** Opening TEXT SHOWN block **

The Georgia General Assembly recently adjourned the second-half of its two-year session by passing several bills of interest to the state’s farming community. Among these is “The Landowner’s Bill of Rights and Private Property Protection Act” or eminent domain bill.
Highlights of House Bill 1313 include clarification that eminent domain may only be used for public use, the condemnor must prove public use to a court, and public use does not include economic development. The bill, according to officials with the Georgia Farm Bureau, also brings better definitions to pertinent terms, restricts who can authorize eminent domain proceedings, offers more reimbursement for costs associated with moving landowners, and provides a way for landowners to seek to buy back their property if the government doesn’t use it within five years.
The bill includes the following provision: “Neither this state nor any political subdivision thereof nor any other condemning authority shall use eminent domain unless it is for public use. Public use is a matter of law to be determined by the court and the condemnor bears the burden of proof. The public benefit of economic development shall not constitute a public use.”
A related resolution also passed and provides for a constitutional amendment to be on the ballot tightening the use of eminent domain. Many related bills did not pass. Among them was a house resolution which proposed a constitutional amendment to compensate landowners damaged by “inverse condemnation.”
The General Assembly also passed an immigration bill which contains provisions that prohibit the business expense deductibility of labor costs for workers who cannot provide “acceptable documents.” The bill pertains only to illegal workers, but Georgia farmers have been concerned about unintended consequences of the legislation. Farmers who depend on migrant labor are concerned that legal farm workers may decide to forego working in Georgia and go instead to neighboring states that do not have similar laws.
Tax bills also were on the legislature’s agenda this year. The passage of House Bill 834 provides a sales tax exemption on the fuels used in swine facilities and will result in a savings to hog producers. Another bill, which passed early in the session, provides a state income tax credit for landowners who donate a conservation easement or a tract of land to the government.
House Bill 1293 will loosen restrictions for some senior landowners to get out of the conservation use covenant without penalty under certain circumstances. Yet another tax-related bill gives a sales tax exemption for biomass material if it is used in energy production.
Commodity commissions also were up for discussion this year by the Georgia General Assembly, including the Equine Commission, which was established by Senate Bill 380. Equine producers throughout the state supported the commission, which will be funded by a specialty vehicle tag purchased voluntarily by equine enthusiasts. The new commission will be structured essentially like other commodity commissions, and since there will be no mandatory producer assessments, there will be no producer referendum.

** Closing TEXT SHOWN block **

_EXERCISE:_ Write out the passage of the Georgia farm legislation text between "The Georgia General Assembly recently" and "eminent domain bill.", inclusive, without changing a word.

** Opening DATA EXTRACT block **

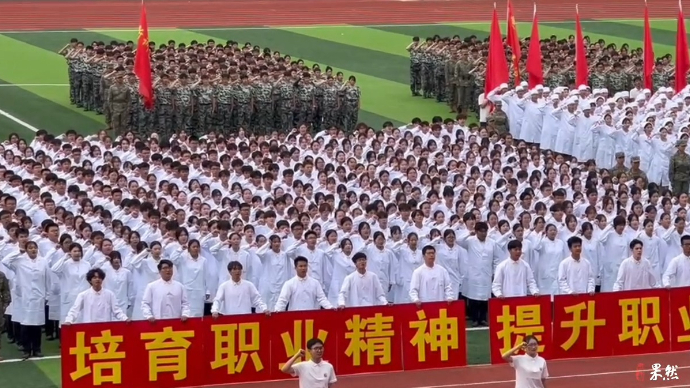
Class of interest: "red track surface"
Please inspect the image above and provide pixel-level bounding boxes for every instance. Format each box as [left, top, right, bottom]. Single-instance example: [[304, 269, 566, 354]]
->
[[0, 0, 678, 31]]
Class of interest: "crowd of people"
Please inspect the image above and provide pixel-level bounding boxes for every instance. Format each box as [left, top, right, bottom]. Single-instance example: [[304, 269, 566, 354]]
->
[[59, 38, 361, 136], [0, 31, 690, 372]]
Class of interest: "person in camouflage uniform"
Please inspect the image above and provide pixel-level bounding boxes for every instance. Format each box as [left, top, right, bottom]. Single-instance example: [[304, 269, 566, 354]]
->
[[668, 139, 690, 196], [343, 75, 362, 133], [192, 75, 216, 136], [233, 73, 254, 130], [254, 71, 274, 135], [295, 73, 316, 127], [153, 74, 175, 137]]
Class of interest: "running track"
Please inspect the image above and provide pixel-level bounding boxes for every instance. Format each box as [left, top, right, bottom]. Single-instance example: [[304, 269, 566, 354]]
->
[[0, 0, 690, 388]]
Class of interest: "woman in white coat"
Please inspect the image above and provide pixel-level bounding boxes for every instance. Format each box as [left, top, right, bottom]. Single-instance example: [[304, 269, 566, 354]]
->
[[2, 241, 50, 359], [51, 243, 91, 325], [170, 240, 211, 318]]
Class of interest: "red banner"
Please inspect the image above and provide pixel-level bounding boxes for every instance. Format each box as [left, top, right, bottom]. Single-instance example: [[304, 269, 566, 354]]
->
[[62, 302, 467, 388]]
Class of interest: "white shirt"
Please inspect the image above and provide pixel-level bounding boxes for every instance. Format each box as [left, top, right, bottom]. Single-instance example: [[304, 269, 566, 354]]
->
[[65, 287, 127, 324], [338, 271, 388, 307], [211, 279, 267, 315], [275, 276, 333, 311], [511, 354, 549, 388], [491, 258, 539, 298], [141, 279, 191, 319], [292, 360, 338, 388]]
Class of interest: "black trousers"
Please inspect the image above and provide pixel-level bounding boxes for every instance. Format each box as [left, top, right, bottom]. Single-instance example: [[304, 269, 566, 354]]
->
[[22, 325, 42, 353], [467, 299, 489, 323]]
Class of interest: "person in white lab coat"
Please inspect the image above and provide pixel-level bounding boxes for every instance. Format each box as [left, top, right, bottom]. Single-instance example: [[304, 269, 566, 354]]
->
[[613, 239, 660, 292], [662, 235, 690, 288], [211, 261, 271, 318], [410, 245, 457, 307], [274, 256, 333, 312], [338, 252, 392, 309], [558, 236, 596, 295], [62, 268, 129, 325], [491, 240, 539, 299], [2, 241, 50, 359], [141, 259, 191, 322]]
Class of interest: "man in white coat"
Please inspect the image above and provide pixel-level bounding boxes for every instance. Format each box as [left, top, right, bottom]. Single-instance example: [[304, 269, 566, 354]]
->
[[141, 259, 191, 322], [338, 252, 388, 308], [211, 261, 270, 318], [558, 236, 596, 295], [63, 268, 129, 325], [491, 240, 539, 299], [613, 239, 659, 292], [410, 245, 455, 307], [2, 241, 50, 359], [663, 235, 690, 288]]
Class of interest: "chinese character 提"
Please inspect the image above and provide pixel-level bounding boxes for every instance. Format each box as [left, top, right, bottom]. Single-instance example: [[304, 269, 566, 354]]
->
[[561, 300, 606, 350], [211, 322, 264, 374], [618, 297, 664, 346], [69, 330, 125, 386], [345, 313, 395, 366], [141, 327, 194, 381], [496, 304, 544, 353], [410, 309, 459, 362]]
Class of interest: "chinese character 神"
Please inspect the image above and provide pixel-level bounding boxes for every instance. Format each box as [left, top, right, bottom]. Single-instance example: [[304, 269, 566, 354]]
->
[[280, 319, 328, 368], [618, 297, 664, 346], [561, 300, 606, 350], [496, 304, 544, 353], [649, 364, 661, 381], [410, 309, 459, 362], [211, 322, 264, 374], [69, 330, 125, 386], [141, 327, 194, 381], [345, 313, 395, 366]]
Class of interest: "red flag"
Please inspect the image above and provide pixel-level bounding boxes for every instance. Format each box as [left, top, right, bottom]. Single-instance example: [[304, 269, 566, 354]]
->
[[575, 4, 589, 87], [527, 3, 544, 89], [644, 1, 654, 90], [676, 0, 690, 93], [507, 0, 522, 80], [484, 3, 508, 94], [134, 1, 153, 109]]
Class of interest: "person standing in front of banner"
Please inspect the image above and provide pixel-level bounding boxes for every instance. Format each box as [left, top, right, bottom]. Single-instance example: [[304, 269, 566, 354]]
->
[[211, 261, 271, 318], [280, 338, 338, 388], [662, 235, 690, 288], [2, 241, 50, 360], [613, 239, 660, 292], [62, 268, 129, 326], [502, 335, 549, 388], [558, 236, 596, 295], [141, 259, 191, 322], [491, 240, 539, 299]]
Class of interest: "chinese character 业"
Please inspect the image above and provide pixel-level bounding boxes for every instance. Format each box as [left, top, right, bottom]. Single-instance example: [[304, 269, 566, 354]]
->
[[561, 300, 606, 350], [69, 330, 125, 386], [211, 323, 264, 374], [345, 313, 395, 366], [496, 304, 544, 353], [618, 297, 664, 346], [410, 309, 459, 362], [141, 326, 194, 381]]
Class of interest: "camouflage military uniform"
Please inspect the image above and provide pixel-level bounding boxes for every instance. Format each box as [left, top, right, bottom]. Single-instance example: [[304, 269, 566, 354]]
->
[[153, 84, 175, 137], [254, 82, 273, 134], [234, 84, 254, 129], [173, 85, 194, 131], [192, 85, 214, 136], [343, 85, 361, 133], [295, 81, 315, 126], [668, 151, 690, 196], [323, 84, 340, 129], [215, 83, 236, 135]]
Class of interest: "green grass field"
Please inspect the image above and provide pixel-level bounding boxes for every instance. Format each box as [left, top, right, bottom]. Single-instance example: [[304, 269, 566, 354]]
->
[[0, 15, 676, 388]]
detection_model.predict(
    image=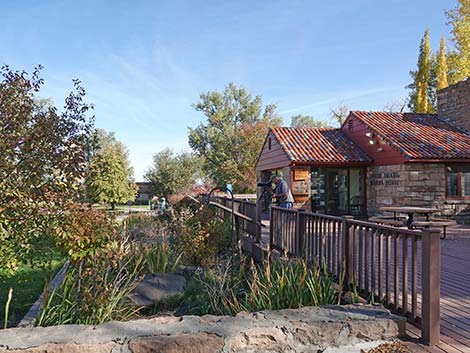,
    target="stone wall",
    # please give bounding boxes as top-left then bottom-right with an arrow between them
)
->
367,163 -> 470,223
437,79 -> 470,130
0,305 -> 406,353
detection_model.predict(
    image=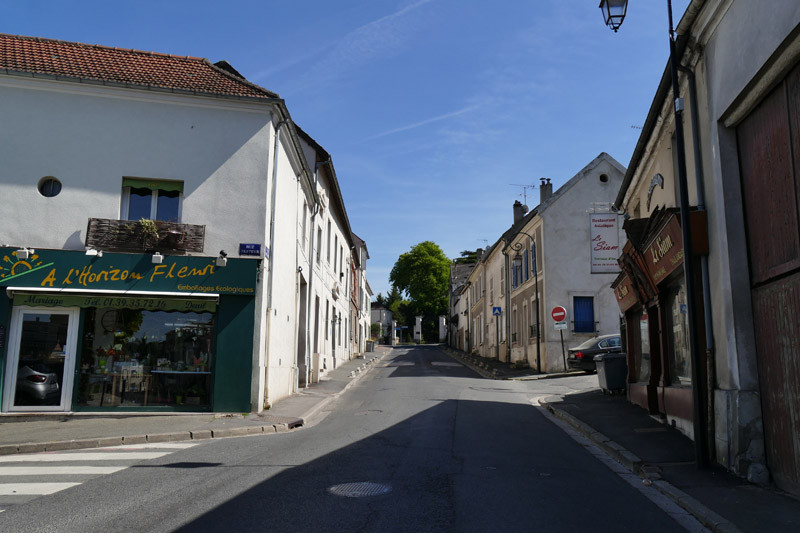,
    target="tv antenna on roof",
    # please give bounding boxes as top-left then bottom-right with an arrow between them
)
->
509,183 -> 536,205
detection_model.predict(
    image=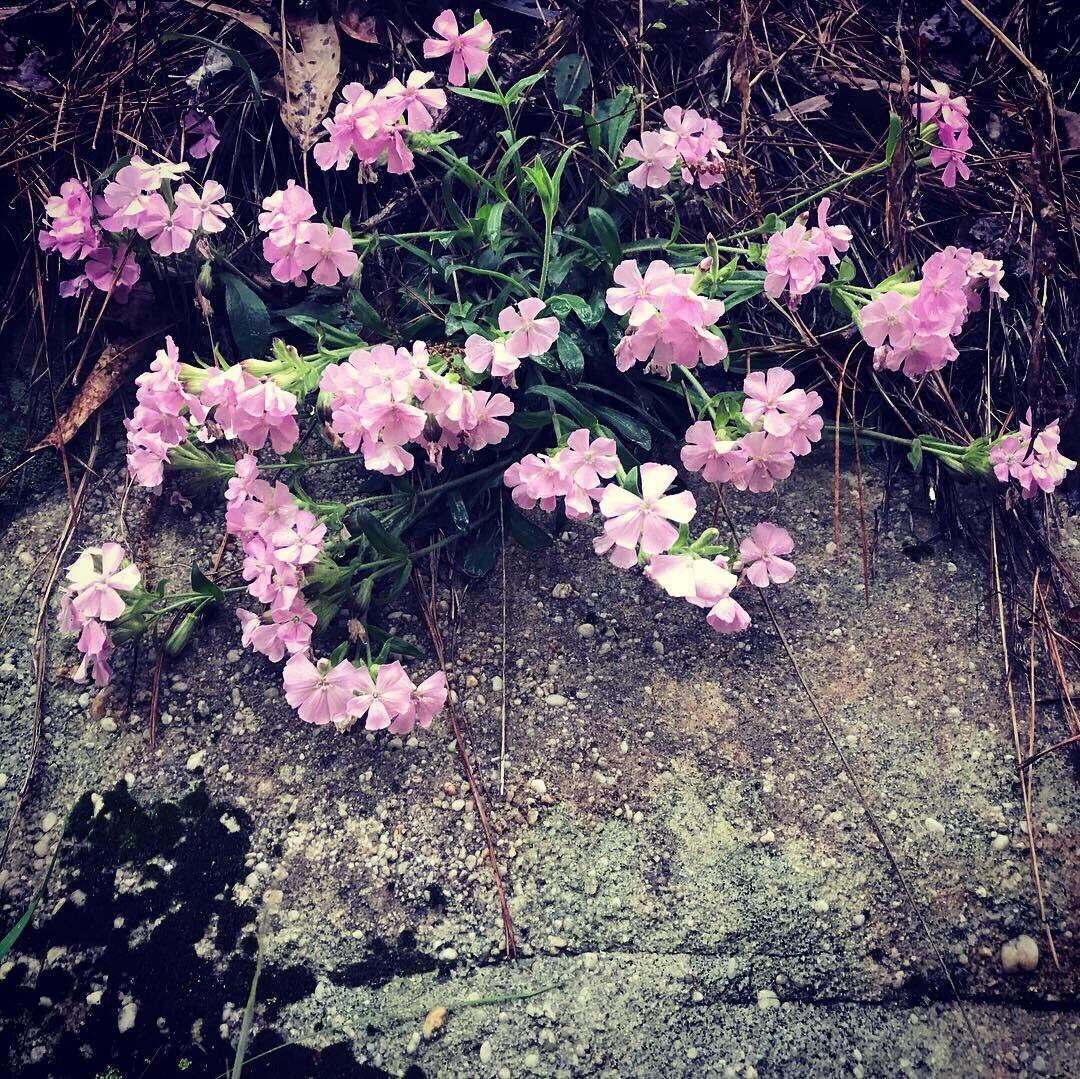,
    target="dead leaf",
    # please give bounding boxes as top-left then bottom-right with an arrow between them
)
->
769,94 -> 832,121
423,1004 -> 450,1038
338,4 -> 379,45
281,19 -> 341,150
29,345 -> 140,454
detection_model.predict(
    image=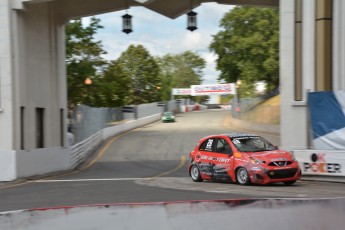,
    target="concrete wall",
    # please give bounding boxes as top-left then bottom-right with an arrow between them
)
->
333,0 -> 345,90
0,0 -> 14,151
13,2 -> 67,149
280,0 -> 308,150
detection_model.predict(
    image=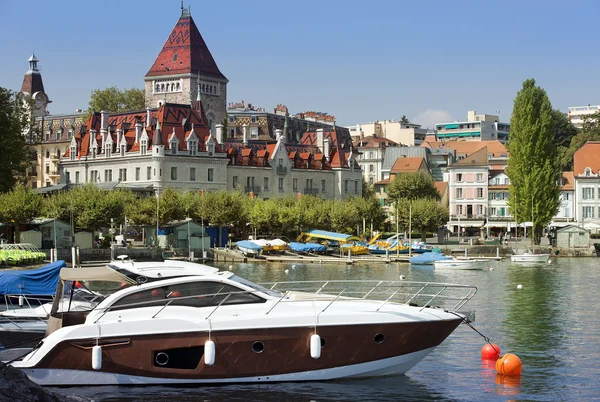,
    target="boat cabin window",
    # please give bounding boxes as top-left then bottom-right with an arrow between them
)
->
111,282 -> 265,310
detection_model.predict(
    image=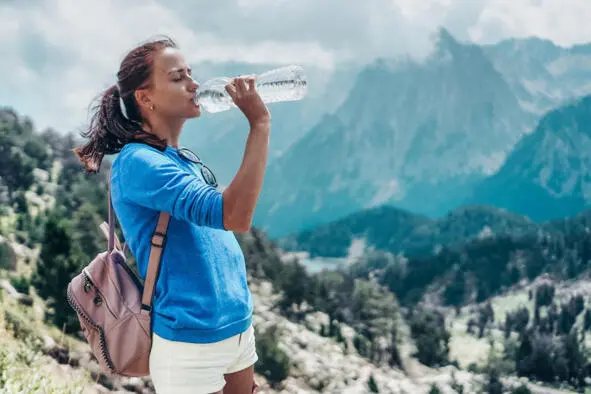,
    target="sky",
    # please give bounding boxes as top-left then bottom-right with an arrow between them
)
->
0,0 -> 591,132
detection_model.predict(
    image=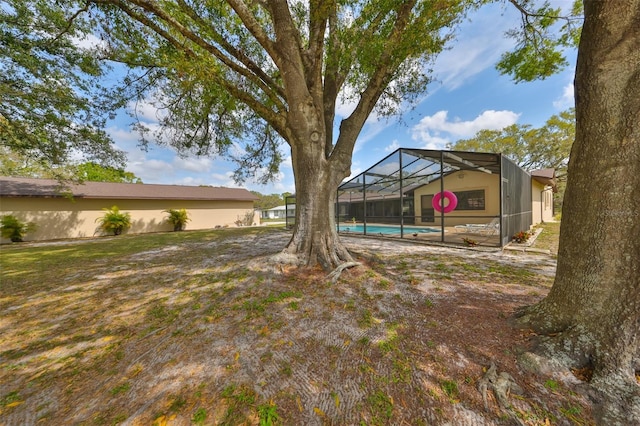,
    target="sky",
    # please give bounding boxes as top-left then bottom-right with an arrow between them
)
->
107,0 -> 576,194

** Closing DATA EXTRACT block **

_EXERCISE RESULT:_
The Georgia General Assembly recently adjourned the second-half of its two-year session by passing several bills of interest to the state’s farming community. Among these is “The Landowner’s Bill of Rights and Private Property Protection Act” or eminent domain bill.